## Directive:
Copy out word for word the stretch of the records from the line containing "Please put a point on each instance of the flooded" through the final line.

══ Records

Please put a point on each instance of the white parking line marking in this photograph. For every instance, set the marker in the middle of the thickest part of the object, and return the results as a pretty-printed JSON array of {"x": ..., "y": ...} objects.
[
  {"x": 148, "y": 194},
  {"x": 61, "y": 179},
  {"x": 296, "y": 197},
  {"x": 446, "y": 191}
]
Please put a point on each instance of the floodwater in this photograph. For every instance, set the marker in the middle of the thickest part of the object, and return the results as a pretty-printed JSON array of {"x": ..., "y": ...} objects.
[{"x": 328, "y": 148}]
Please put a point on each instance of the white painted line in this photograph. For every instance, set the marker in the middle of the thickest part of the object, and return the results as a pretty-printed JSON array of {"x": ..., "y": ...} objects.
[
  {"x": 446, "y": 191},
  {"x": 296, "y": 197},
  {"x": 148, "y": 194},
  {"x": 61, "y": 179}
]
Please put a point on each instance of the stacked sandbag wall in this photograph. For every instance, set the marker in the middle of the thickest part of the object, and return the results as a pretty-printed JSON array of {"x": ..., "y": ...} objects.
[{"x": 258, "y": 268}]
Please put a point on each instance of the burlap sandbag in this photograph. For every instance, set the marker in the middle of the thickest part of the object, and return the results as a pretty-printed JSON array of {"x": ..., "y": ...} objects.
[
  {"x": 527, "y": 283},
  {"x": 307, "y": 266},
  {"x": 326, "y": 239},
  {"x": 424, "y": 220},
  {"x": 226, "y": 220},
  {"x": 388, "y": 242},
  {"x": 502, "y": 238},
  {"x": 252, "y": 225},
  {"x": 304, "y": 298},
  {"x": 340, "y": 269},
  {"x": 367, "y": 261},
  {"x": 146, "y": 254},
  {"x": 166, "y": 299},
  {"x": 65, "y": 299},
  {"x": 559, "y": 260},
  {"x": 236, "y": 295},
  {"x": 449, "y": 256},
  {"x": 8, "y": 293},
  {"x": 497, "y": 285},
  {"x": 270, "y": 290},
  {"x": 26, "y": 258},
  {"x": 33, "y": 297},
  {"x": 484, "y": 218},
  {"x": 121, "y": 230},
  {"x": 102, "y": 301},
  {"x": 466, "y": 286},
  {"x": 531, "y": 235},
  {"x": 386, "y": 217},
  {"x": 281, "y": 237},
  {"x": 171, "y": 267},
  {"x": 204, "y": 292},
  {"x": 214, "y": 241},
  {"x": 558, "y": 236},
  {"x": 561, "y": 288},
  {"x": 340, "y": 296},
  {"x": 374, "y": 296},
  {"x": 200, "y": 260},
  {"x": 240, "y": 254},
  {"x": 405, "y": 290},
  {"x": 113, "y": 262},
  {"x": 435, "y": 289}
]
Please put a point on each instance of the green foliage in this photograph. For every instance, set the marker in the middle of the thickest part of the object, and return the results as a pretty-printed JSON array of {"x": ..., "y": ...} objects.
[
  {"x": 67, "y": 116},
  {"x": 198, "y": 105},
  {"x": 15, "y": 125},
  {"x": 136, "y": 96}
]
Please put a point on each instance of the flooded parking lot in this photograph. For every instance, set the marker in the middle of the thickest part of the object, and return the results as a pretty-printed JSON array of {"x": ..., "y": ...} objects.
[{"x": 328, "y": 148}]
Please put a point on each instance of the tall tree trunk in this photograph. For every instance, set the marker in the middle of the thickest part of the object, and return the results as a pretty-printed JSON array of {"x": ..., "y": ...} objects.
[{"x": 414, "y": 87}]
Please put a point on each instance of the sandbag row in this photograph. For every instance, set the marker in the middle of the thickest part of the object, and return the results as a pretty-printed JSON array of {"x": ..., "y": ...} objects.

════

## The output:
Please put a point on each instance of the flooded parking lot in this photograph. For every instance, set the marker in the middle of the thickest part of the object, and return the results as a pretty-printed JSON array of {"x": ..., "y": ...} objects.
[{"x": 328, "y": 148}]
Please put a point on each instance of the tall tree trunk in this photograph. For every instance, set the marker in the middle of the thickest part of the object, and return the results as a pretty-printed JSON array of {"x": ..., "y": ...} objects.
[{"x": 414, "y": 87}]
Please put a point on each instance of the sandbag row in this photograph. For every instance, set the marker in the middle of the thickest part of the object, and return the results as a pretty-printed JSON array of {"x": ..., "y": ...} objects.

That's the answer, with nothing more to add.